**AIM OF THE TASK**
Keeping every word the same, return the listing from its first line until the line holding "Target to outline: <item>penguin neck</item>" has been returned as well.

========

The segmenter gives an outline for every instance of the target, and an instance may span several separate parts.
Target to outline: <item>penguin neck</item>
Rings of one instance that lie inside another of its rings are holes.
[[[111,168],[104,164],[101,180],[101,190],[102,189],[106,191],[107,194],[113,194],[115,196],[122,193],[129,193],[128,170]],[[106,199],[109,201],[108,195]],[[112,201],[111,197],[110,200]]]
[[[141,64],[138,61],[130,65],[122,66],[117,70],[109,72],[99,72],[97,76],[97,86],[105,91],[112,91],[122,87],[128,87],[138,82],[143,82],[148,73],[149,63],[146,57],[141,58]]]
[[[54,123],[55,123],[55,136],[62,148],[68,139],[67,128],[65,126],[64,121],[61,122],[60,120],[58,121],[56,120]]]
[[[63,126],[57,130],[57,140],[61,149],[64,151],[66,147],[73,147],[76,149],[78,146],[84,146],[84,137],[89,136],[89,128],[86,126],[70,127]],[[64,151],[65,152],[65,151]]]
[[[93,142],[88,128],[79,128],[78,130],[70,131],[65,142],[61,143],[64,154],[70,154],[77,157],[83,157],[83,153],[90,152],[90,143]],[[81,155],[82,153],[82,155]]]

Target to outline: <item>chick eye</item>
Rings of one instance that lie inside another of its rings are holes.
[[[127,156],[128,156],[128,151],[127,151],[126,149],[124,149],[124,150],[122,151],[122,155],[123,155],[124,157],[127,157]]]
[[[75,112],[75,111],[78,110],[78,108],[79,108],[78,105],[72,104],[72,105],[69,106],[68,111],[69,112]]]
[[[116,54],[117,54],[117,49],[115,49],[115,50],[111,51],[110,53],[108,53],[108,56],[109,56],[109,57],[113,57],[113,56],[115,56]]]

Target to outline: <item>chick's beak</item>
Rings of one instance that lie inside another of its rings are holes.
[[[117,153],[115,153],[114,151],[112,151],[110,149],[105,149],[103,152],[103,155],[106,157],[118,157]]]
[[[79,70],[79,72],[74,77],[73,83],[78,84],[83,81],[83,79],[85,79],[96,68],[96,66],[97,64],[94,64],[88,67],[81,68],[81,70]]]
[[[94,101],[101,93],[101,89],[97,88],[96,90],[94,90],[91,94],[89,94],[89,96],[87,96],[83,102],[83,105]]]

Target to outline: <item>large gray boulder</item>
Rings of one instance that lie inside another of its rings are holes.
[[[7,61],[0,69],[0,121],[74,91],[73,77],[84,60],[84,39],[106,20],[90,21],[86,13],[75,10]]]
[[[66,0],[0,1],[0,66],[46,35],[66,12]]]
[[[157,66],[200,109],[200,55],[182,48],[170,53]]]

========

**RESPONSE BOX**
The segmenter gives an outline for every instance of the target, and an instance may span several separate parts.
Target to outline: <item>penguin neck</item>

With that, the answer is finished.